Task objective: Copy out the entries below verbatim, from the first line through the line containing "xmin=144 ymin=321 xmax=246 ymax=353", with both ends included.

Stored entries:
+ + + + + + +

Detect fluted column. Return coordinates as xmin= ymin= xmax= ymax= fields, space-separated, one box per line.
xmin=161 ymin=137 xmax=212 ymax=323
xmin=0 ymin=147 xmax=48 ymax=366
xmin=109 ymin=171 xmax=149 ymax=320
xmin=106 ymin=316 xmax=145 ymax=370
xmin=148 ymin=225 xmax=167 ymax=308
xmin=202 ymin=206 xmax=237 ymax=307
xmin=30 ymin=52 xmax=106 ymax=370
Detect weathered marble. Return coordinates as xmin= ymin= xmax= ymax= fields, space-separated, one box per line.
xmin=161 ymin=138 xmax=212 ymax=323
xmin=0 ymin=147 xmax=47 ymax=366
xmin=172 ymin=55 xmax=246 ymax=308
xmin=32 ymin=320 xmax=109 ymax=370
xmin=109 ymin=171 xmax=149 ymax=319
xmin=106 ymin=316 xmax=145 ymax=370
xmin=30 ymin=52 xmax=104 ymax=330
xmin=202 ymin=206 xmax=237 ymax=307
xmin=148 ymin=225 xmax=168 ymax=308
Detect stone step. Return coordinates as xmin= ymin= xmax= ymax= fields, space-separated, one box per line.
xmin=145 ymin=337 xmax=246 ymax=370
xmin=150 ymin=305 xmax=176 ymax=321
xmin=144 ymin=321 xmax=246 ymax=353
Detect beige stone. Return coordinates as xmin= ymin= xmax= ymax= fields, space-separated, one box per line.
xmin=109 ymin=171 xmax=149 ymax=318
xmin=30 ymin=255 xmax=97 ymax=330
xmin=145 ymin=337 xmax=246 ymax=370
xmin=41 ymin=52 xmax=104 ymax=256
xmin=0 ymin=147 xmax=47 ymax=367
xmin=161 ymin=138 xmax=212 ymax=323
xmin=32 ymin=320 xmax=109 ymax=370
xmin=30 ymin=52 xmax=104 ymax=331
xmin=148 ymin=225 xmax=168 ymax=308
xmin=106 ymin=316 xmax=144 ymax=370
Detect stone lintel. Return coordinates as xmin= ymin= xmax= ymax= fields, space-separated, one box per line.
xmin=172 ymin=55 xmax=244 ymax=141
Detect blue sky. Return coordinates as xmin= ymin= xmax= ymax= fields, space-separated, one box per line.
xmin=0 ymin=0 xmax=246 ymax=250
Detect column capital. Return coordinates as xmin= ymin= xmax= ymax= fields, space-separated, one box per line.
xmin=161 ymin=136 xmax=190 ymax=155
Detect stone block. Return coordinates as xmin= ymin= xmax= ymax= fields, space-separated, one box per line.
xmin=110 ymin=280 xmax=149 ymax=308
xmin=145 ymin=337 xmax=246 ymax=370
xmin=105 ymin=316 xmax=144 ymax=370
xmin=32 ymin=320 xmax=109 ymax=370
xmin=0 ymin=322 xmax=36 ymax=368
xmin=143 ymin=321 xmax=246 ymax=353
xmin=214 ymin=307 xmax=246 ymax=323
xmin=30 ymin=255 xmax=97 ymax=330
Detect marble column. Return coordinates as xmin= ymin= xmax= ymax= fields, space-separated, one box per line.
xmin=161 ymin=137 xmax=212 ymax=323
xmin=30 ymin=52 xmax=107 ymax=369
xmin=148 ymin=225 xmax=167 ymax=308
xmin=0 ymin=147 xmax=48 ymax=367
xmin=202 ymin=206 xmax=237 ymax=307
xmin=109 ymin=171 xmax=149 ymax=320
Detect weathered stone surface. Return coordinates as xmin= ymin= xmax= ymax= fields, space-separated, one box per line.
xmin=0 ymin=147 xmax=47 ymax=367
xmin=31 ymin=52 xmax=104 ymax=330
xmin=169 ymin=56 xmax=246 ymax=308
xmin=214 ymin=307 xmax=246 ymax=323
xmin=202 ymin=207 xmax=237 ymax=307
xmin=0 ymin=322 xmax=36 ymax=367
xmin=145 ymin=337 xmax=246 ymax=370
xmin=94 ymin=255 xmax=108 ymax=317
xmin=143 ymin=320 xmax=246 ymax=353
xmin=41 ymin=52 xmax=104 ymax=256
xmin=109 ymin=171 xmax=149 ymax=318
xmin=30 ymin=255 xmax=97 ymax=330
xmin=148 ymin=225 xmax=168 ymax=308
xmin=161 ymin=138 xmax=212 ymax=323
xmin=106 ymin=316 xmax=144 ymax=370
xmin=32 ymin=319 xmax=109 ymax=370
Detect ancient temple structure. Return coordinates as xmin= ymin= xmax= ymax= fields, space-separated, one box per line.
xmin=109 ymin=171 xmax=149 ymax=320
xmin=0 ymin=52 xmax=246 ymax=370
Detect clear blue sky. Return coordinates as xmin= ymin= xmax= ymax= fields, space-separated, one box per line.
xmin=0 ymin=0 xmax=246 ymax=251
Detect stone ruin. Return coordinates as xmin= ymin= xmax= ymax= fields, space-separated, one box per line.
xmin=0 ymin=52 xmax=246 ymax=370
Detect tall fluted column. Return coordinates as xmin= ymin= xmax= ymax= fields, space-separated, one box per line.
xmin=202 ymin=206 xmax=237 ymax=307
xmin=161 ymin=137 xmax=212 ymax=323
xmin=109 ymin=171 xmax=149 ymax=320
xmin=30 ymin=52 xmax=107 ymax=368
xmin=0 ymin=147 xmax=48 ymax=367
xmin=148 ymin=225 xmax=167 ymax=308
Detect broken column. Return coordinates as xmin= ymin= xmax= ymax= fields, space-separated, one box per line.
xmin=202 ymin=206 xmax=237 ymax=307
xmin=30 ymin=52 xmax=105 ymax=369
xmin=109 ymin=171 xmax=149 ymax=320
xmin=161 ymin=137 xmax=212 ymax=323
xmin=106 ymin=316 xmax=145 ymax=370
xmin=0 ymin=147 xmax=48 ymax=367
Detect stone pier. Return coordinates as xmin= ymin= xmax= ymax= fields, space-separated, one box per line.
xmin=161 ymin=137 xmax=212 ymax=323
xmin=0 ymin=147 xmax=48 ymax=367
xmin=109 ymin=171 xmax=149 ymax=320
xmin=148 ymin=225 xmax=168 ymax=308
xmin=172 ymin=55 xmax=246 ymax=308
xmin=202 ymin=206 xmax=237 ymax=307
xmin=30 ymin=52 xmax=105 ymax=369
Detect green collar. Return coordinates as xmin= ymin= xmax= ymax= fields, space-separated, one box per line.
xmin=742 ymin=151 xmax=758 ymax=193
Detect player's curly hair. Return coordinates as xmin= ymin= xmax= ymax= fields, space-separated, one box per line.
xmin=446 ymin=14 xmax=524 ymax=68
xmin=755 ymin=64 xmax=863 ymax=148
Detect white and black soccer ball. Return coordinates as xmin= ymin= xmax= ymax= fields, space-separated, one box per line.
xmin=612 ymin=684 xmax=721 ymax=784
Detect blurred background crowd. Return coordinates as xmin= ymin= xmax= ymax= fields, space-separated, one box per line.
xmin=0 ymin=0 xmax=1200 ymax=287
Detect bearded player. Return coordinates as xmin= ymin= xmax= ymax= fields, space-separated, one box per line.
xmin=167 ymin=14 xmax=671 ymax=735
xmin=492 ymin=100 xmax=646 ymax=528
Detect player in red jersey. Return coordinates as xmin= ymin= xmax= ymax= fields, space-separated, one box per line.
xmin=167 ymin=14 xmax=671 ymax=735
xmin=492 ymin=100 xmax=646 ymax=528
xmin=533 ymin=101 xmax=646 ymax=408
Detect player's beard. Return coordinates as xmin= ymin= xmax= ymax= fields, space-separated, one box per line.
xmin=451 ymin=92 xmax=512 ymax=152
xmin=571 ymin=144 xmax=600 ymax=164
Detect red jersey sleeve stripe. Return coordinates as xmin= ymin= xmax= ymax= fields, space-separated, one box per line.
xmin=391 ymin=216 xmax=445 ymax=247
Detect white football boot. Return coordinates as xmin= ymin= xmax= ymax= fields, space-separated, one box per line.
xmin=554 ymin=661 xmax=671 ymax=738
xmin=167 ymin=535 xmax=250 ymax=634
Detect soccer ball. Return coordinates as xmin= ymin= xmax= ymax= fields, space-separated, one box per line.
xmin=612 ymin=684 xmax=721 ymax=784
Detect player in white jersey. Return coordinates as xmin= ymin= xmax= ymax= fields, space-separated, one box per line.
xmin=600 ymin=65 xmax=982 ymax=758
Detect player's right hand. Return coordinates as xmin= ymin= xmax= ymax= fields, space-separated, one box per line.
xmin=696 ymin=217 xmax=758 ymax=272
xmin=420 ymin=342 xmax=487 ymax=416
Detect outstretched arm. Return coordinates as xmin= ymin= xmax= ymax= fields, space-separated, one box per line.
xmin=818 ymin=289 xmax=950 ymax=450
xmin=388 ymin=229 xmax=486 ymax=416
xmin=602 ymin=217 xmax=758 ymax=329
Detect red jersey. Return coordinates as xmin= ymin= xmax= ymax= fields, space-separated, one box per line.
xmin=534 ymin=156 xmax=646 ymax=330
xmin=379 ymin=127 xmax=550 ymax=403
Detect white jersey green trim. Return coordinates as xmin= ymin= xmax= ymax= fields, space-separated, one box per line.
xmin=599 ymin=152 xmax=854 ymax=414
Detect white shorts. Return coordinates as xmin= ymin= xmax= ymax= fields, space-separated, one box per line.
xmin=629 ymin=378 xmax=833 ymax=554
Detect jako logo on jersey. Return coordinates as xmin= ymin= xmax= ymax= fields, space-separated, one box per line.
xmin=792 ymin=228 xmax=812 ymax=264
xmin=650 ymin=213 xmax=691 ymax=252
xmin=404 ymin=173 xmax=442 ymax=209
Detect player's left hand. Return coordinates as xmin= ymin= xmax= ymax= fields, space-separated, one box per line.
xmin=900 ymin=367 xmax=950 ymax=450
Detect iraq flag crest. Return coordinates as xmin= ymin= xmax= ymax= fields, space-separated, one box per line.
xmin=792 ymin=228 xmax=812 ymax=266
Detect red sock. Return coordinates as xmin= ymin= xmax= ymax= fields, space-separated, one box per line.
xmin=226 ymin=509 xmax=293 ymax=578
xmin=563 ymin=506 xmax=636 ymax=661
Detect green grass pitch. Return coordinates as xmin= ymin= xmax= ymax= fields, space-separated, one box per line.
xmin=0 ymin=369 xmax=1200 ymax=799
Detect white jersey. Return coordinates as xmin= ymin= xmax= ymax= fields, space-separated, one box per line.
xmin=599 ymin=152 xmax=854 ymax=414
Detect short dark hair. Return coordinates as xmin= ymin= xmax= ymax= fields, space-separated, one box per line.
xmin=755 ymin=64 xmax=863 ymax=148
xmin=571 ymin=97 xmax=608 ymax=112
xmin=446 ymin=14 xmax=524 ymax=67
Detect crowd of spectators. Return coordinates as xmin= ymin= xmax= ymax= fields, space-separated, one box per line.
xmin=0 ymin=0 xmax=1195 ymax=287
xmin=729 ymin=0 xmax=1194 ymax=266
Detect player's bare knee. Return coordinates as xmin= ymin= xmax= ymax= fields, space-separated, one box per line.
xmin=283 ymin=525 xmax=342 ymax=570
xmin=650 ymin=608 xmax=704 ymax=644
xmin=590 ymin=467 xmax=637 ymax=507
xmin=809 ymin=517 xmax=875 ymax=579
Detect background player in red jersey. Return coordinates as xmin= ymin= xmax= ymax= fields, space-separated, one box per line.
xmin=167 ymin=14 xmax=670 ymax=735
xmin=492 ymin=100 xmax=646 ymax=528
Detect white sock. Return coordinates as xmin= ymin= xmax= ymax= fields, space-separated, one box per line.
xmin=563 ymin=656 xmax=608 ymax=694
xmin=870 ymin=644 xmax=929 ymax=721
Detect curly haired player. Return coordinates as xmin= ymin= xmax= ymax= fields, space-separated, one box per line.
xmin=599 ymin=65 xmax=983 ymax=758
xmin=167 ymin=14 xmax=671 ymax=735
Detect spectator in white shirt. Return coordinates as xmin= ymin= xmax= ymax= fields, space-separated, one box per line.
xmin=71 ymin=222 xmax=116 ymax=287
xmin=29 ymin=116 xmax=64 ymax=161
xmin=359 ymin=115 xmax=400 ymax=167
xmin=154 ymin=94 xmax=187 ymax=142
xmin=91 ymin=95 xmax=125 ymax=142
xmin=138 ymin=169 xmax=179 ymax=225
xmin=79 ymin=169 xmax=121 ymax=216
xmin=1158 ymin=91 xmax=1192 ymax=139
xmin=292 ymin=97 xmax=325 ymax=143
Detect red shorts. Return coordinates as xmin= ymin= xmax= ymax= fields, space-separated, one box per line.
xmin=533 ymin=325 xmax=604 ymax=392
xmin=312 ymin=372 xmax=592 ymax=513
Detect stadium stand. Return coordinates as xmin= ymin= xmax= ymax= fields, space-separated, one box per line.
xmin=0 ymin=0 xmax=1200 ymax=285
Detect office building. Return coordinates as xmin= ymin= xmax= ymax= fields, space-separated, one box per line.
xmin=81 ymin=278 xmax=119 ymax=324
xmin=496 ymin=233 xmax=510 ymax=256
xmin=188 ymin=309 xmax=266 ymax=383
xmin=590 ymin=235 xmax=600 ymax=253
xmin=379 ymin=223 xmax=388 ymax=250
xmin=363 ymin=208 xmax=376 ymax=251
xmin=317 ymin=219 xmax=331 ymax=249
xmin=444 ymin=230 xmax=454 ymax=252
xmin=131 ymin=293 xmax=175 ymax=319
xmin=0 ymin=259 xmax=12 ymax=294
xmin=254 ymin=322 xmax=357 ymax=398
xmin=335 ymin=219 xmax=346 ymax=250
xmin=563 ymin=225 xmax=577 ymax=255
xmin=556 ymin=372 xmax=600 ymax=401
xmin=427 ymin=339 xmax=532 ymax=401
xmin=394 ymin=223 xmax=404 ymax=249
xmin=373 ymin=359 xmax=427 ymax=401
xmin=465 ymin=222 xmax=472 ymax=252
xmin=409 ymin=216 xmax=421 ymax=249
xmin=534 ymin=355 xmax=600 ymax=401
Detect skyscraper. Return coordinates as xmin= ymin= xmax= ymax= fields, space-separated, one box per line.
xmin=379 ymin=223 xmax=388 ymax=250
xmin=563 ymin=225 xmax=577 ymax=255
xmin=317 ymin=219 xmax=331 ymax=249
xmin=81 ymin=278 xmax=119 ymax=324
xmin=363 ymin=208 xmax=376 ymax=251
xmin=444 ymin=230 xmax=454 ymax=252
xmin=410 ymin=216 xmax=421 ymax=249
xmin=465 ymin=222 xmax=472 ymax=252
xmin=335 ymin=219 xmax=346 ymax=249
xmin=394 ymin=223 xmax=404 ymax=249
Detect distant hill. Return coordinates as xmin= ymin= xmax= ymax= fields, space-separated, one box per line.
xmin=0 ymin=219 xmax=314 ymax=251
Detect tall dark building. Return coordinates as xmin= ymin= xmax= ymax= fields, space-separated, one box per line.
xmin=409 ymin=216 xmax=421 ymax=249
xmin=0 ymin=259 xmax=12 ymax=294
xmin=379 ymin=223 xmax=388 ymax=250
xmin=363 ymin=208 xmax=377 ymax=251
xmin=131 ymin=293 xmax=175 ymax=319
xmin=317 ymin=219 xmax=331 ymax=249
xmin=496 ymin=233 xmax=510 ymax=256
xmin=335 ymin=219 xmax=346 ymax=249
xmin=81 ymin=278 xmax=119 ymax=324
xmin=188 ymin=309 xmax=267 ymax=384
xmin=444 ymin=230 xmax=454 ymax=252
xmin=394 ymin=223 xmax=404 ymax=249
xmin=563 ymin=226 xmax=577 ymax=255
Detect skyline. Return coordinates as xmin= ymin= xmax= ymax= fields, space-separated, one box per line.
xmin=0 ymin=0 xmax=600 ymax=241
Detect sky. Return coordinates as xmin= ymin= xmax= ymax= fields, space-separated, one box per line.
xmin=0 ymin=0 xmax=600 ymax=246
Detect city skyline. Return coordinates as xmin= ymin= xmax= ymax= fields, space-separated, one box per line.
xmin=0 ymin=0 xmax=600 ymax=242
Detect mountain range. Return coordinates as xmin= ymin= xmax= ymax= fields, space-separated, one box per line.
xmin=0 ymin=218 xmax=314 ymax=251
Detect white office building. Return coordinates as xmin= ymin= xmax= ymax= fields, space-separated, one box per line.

+ + + + + + +

Answer to the problem:
Detect fluted column. Return coordinates as xmin= ymin= xmax= ymax= fields, space-separated, one box per line.
xmin=161 ymin=137 xmax=212 ymax=323
xmin=0 ymin=147 xmax=48 ymax=366
xmin=109 ymin=171 xmax=149 ymax=320
xmin=106 ymin=316 xmax=145 ymax=370
xmin=148 ymin=225 xmax=167 ymax=308
xmin=202 ymin=206 xmax=237 ymax=307
xmin=30 ymin=52 xmax=106 ymax=370
Detect weathered marble. Return coordinates as xmin= ymin= xmax= ymax= fields, space-separated, one box per line.
xmin=161 ymin=138 xmax=212 ymax=323
xmin=0 ymin=147 xmax=47 ymax=366
xmin=172 ymin=55 xmax=246 ymax=308
xmin=32 ymin=320 xmax=109 ymax=370
xmin=109 ymin=171 xmax=149 ymax=319
xmin=106 ymin=316 xmax=145 ymax=370
xmin=30 ymin=52 xmax=104 ymax=330
xmin=202 ymin=206 xmax=237 ymax=307
xmin=148 ymin=225 xmax=168 ymax=308
Detect stone step. Return coordinates as xmin= ymin= xmax= ymax= fields, space-separated, one box per line.
xmin=145 ymin=337 xmax=246 ymax=370
xmin=150 ymin=305 xmax=176 ymax=321
xmin=144 ymin=321 xmax=246 ymax=353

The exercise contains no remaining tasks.